* **Extracted data**

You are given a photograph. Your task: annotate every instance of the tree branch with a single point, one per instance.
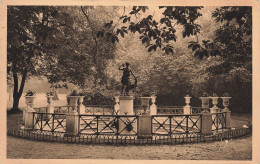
(93, 34)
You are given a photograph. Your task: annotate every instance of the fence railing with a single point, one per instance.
(175, 124)
(169, 110)
(218, 121)
(49, 122)
(108, 124)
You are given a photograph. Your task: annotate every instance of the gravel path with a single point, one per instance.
(238, 149)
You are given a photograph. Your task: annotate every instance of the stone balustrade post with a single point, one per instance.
(206, 123)
(116, 106)
(50, 108)
(228, 119)
(71, 124)
(187, 108)
(81, 107)
(29, 120)
(28, 112)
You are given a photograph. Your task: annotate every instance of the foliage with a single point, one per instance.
(155, 34)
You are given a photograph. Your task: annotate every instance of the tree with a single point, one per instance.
(54, 42)
(23, 50)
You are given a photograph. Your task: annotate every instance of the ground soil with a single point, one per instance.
(237, 149)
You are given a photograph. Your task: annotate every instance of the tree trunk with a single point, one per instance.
(17, 94)
(55, 94)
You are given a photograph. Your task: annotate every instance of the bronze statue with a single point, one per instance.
(126, 85)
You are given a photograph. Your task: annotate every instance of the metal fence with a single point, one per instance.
(108, 124)
(123, 140)
(175, 124)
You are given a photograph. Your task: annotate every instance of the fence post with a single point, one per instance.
(206, 123)
(29, 120)
(228, 119)
(71, 124)
(81, 106)
(187, 108)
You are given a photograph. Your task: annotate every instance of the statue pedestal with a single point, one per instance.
(126, 107)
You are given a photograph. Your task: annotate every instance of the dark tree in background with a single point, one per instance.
(84, 45)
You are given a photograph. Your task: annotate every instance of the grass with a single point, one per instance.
(237, 149)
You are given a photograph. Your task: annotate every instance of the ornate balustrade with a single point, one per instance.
(49, 122)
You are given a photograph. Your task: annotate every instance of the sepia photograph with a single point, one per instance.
(129, 82)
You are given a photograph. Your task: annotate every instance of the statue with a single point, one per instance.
(126, 85)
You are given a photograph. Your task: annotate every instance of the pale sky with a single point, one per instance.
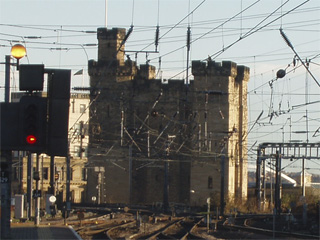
(58, 33)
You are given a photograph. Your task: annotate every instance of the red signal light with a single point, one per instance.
(31, 139)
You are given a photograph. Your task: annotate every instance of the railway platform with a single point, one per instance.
(30, 231)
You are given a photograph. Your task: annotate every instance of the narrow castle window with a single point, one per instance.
(210, 182)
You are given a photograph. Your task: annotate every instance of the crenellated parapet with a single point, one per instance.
(212, 68)
(243, 73)
(111, 61)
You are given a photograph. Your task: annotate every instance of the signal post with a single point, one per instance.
(41, 127)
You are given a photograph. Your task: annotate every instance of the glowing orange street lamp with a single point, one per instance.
(18, 51)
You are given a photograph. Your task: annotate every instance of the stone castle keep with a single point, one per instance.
(165, 142)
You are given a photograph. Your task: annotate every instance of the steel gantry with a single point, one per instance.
(277, 152)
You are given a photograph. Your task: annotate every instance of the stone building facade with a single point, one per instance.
(152, 142)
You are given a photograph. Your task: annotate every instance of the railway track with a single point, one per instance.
(243, 224)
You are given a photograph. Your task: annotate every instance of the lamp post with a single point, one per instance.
(6, 155)
(18, 51)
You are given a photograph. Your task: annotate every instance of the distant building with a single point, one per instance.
(298, 176)
(157, 141)
(78, 148)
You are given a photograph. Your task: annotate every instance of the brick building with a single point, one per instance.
(152, 141)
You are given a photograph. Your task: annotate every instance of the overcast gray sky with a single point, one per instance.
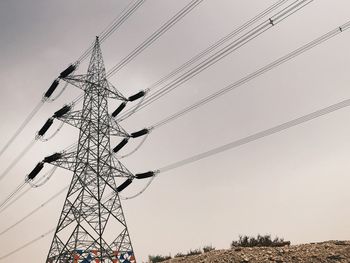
(293, 184)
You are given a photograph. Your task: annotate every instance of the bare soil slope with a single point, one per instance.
(330, 251)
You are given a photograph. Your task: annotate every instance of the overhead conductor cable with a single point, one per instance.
(226, 50)
(206, 52)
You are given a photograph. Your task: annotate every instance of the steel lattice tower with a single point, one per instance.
(92, 207)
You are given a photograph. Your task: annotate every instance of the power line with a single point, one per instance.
(125, 14)
(35, 210)
(255, 74)
(257, 136)
(116, 23)
(21, 127)
(222, 148)
(12, 194)
(204, 53)
(164, 28)
(226, 50)
(17, 159)
(27, 244)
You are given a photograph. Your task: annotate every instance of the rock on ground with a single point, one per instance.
(329, 251)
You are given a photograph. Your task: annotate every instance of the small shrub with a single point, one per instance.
(259, 241)
(158, 258)
(207, 249)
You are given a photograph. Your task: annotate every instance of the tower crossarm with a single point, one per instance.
(82, 81)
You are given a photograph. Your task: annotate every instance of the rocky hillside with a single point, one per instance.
(330, 251)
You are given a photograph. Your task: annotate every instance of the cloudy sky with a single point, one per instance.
(293, 184)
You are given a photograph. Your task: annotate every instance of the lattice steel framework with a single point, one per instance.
(92, 211)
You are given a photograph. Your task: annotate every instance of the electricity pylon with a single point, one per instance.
(92, 227)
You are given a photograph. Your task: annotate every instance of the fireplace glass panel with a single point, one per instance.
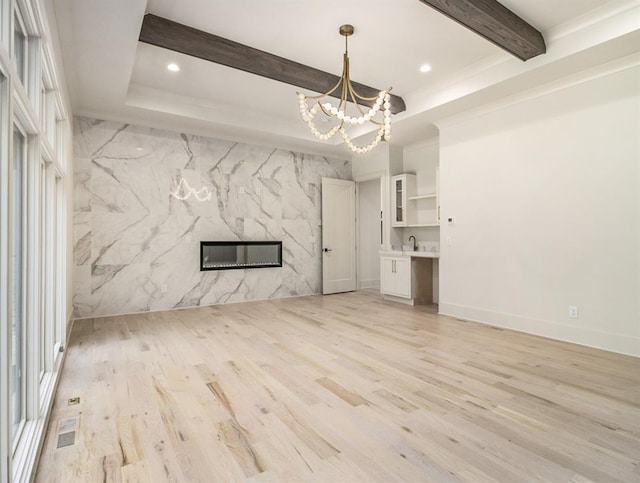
(235, 255)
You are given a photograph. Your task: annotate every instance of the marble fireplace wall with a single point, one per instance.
(137, 246)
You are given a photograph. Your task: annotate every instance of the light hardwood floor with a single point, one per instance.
(337, 388)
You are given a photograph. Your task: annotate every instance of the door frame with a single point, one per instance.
(380, 176)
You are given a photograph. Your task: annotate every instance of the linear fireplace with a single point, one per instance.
(230, 255)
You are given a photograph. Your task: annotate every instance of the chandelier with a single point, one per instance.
(380, 107)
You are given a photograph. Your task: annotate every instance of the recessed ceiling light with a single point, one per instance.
(425, 68)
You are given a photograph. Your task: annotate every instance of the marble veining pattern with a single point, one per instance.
(132, 238)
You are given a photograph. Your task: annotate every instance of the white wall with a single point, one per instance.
(545, 195)
(369, 234)
(423, 160)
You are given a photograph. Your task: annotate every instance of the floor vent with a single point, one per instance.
(67, 432)
(66, 439)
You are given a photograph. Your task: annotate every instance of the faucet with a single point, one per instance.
(415, 243)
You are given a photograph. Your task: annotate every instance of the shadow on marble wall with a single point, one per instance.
(132, 237)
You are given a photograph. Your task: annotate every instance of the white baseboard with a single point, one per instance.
(369, 283)
(609, 341)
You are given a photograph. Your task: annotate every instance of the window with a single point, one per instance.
(17, 292)
(34, 147)
(20, 47)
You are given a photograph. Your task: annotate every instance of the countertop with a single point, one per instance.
(402, 253)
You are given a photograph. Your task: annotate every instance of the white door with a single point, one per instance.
(338, 235)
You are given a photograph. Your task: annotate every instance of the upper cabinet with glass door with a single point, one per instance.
(403, 186)
(411, 209)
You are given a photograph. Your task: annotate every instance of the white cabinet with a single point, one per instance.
(410, 209)
(395, 276)
(403, 187)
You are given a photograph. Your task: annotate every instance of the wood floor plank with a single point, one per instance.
(346, 387)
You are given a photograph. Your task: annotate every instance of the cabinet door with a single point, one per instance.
(403, 277)
(398, 199)
(387, 276)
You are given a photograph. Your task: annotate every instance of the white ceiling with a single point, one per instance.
(113, 76)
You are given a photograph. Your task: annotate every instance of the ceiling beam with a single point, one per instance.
(171, 35)
(496, 23)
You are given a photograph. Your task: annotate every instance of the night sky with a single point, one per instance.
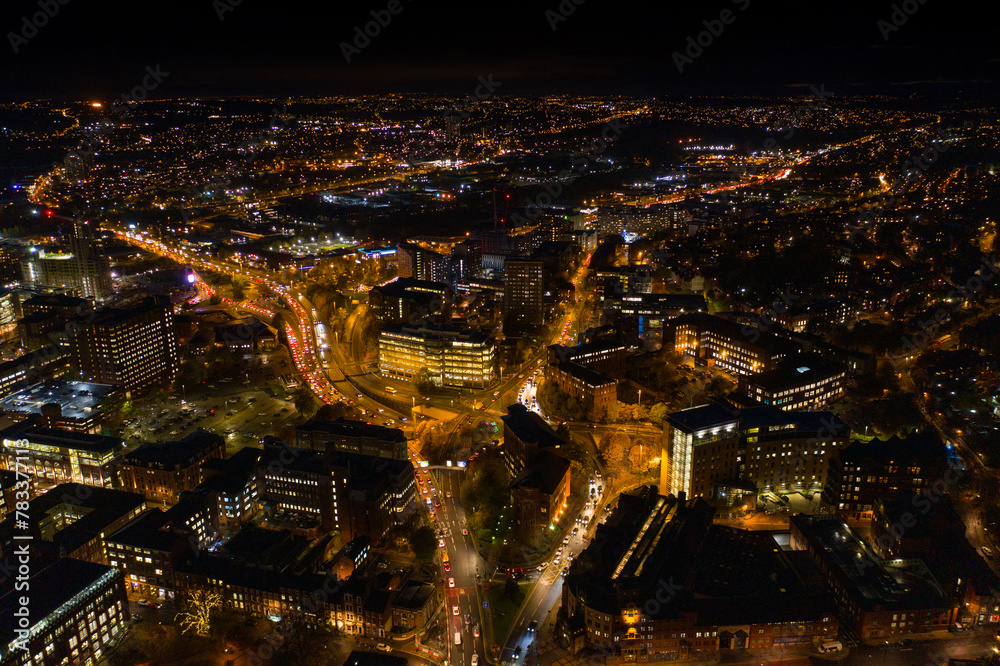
(96, 50)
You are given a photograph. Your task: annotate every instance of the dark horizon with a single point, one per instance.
(92, 52)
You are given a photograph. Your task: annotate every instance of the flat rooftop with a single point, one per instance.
(702, 417)
(347, 428)
(78, 400)
(797, 371)
(62, 438)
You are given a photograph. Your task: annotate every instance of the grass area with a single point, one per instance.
(504, 609)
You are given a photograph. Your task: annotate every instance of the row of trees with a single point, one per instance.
(633, 454)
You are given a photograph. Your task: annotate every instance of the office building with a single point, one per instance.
(408, 301)
(46, 315)
(72, 520)
(659, 582)
(594, 391)
(135, 348)
(232, 485)
(84, 270)
(10, 487)
(162, 472)
(523, 296)
(352, 437)
(423, 264)
(927, 526)
(76, 610)
(600, 355)
(866, 472)
(10, 312)
(525, 435)
(57, 456)
(878, 599)
(702, 447)
(357, 495)
(49, 361)
(67, 405)
(453, 357)
(646, 315)
(715, 451)
(735, 348)
(541, 491)
(801, 382)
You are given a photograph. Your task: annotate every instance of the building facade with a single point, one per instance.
(77, 609)
(523, 296)
(134, 348)
(162, 472)
(735, 348)
(452, 357)
(58, 456)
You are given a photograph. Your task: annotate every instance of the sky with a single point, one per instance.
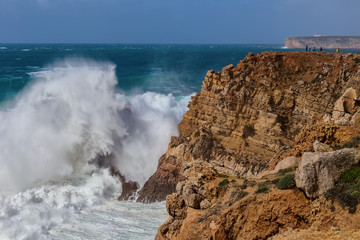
(174, 21)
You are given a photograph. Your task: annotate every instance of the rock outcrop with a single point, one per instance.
(323, 41)
(318, 171)
(246, 116)
(245, 120)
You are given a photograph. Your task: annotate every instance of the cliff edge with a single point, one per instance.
(324, 42)
(247, 125)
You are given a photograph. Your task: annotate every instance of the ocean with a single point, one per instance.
(62, 105)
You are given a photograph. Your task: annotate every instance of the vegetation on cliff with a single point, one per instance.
(248, 128)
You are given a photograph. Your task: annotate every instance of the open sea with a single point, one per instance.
(62, 105)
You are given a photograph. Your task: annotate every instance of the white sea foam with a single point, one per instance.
(70, 114)
(32, 213)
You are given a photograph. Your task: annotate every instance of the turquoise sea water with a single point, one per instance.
(176, 69)
(62, 105)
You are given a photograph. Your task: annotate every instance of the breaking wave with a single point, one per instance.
(69, 115)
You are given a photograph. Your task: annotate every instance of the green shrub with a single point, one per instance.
(354, 143)
(285, 170)
(275, 181)
(251, 183)
(263, 189)
(286, 182)
(347, 189)
(351, 175)
(224, 182)
(221, 175)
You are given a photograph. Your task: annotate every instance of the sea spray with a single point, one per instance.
(71, 113)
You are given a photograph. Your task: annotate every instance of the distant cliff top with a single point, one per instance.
(349, 42)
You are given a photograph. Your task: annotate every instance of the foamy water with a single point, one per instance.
(52, 131)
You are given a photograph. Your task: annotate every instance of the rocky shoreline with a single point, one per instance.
(261, 148)
(342, 42)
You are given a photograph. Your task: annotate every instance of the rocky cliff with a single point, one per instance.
(323, 41)
(246, 120)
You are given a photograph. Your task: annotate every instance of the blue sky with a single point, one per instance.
(174, 21)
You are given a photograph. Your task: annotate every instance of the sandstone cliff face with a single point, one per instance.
(249, 117)
(270, 107)
(323, 41)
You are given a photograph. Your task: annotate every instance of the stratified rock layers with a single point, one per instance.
(245, 117)
(324, 42)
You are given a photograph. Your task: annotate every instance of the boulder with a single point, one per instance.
(175, 206)
(321, 147)
(318, 171)
(286, 163)
(129, 189)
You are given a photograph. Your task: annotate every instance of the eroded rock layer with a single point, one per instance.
(246, 115)
(222, 176)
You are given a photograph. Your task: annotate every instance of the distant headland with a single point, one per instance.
(324, 42)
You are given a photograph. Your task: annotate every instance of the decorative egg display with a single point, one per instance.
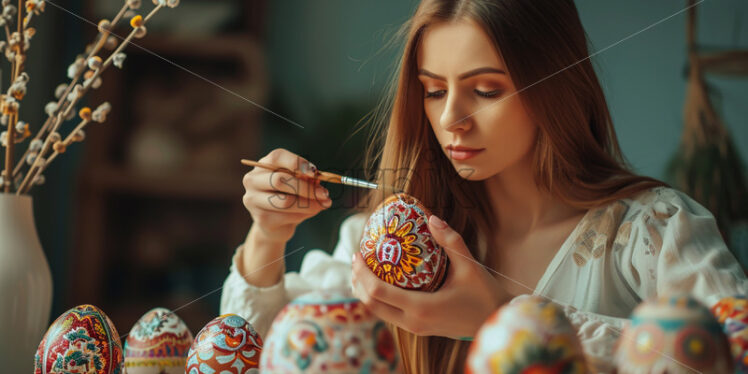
(330, 332)
(81, 340)
(673, 335)
(157, 344)
(398, 247)
(732, 313)
(227, 344)
(529, 335)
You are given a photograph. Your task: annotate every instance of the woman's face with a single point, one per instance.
(466, 85)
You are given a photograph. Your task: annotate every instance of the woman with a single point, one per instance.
(499, 125)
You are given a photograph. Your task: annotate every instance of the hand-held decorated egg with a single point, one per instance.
(672, 335)
(226, 344)
(329, 332)
(732, 313)
(528, 335)
(398, 247)
(81, 340)
(157, 344)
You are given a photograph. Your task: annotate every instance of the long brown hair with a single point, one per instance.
(577, 158)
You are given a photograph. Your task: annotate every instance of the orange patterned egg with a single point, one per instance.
(732, 314)
(227, 344)
(673, 335)
(528, 335)
(157, 344)
(398, 247)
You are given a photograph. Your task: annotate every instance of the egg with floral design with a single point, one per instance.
(227, 344)
(398, 247)
(157, 344)
(528, 335)
(81, 340)
(673, 335)
(331, 332)
(732, 314)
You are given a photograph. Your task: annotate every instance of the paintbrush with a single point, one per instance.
(323, 176)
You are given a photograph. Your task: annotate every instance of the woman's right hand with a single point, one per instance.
(278, 201)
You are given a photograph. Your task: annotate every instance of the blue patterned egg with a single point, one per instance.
(157, 344)
(673, 335)
(227, 344)
(329, 332)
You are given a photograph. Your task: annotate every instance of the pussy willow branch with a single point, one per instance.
(102, 37)
(35, 168)
(17, 67)
(68, 140)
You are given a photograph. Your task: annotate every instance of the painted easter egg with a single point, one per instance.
(732, 313)
(673, 335)
(157, 344)
(330, 332)
(81, 340)
(398, 247)
(227, 344)
(528, 335)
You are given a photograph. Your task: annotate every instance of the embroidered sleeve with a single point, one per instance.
(675, 247)
(319, 270)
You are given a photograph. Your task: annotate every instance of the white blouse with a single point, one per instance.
(659, 242)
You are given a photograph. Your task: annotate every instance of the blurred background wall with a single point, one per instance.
(150, 236)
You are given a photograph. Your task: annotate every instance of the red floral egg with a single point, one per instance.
(81, 340)
(398, 247)
(227, 344)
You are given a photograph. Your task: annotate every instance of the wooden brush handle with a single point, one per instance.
(322, 175)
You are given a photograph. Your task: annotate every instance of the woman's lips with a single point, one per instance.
(462, 153)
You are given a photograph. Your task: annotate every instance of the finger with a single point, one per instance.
(382, 310)
(379, 289)
(288, 184)
(291, 161)
(280, 202)
(272, 218)
(450, 240)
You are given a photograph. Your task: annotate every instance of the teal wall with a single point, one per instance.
(316, 53)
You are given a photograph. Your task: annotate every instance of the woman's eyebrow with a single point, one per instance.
(483, 70)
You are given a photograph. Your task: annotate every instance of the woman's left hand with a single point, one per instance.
(457, 309)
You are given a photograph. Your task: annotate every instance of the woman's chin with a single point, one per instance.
(471, 172)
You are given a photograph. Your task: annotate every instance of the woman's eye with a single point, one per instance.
(487, 94)
(439, 93)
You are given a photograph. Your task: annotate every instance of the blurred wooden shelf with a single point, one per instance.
(198, 185)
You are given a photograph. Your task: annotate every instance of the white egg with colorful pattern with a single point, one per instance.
(673, 335)
(528, 335)
(157, 344)
(227, 344)
(329, 332)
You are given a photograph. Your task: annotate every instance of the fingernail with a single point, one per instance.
(437, 222)
(308, 168)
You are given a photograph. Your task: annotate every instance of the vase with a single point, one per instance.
(25, 285)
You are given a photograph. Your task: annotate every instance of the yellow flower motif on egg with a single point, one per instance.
(397, 255)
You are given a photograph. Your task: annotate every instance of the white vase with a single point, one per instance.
(25, 285)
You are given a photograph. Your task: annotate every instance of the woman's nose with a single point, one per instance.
(455, 118)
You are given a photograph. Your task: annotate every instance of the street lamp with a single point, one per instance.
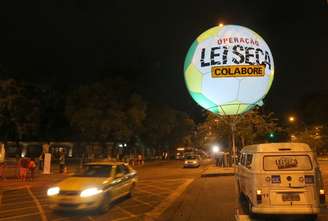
(291, 119)
(215, 149)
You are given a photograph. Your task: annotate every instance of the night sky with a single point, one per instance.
(72, 42)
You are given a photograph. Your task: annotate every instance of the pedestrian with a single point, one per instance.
(23, 167)
(139, 159)
(2, 170)
(31, 167)
(41, 161)
(62, 161)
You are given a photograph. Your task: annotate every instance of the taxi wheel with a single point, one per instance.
(105, 204)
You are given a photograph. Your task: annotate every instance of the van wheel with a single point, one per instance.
(249, 208)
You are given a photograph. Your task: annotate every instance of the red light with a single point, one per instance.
(309, 179)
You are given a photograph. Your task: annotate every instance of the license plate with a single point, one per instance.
(290, 197)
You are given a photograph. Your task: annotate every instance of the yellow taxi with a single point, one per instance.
(94, 188)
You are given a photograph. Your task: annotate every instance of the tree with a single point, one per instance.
(105, 111)
(19, 110)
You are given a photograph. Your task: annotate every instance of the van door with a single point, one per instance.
(292, 179)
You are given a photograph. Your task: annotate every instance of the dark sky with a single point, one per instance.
(80, 41)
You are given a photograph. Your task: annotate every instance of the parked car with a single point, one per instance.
(280, 178)
(95, 188)
(192, 161)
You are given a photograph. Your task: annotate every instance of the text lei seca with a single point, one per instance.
(254, 58)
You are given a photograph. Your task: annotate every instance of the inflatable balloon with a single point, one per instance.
(228, 70)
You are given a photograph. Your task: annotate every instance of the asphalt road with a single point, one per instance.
(165, 191)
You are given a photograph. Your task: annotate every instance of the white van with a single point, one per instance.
(280, 178)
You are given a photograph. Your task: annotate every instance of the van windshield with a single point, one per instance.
(287, 162)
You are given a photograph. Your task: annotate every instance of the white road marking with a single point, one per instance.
(38, 205)
(158, 210)
(126, 212)
(142, 202)
(19, 216)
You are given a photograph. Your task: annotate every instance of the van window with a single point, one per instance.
(249, 159)
(287, 162)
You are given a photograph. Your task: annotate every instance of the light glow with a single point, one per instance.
(53, 191)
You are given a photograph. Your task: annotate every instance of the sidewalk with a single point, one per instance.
(213, 170)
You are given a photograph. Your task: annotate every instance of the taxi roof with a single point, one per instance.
(109, 163)
(277, 147)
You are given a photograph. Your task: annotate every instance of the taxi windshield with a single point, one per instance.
(287, 162)
(96, 171)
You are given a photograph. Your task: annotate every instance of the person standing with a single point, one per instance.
(41, 161)
(61, 161)
(2, 170)
(23, 167)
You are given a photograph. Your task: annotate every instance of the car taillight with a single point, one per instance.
(275, 179)
(309, 179)
(322, 196)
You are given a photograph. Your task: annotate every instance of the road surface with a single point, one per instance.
(165, 191)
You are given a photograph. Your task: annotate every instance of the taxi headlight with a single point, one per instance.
(53, 191)
(90, 192)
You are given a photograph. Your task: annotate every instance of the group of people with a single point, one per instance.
(26, 167)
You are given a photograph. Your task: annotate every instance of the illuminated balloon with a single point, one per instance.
(228, 70)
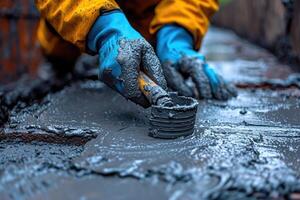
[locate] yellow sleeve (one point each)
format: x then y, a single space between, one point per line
72 19
193 15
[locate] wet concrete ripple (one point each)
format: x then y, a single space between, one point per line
246 148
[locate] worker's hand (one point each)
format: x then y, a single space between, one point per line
123 52
180 62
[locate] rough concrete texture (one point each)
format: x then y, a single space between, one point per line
273 24
246 148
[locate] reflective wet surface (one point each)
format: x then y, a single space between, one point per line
86 141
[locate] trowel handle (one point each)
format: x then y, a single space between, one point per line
146 85
155 94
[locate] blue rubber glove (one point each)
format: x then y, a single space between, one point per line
180 62
123 52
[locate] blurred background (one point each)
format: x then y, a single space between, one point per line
273 24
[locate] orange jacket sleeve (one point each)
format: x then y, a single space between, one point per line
72 19
193 15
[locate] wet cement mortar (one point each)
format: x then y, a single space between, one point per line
83 141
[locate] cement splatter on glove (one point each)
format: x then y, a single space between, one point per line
123 52
181 62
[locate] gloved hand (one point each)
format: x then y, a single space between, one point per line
180 61
123 52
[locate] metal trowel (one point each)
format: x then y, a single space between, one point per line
172 116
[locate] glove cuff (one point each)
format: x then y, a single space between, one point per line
108 24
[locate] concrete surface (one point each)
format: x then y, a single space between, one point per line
87 142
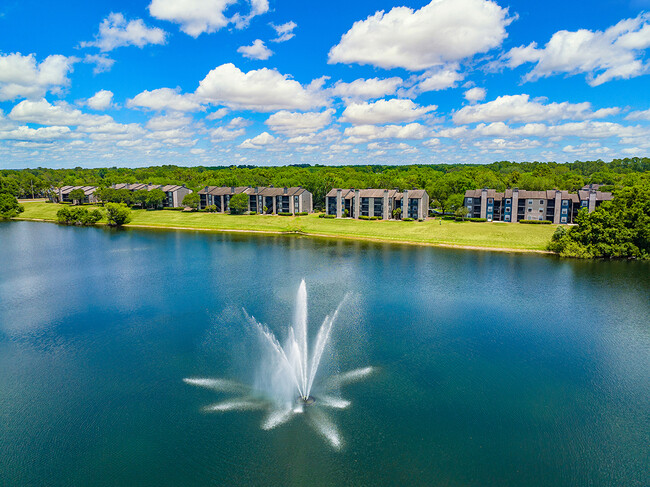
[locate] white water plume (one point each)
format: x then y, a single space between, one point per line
287 375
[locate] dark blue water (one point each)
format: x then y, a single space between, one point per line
492 369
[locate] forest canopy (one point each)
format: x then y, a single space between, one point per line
445 183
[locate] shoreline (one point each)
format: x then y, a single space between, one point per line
317 235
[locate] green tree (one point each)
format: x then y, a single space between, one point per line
78 216
117 214
616 229
77 196
191 200
238 204
9 206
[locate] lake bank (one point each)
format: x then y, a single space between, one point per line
502 237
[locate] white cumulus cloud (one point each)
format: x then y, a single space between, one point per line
395 110
284 31
520 108
165 99
43 113
204 16
475 94
101 100
115 31
259 141
367 89
23 77
367 133
262 90
602 55
293 124
441 32
638 115
255 51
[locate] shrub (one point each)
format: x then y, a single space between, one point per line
78 216
536 222
118 214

* **Brief**
Search each line of the listing for the word "cement", then state how many lines contain it and nothing else.

* **Exercise response**
2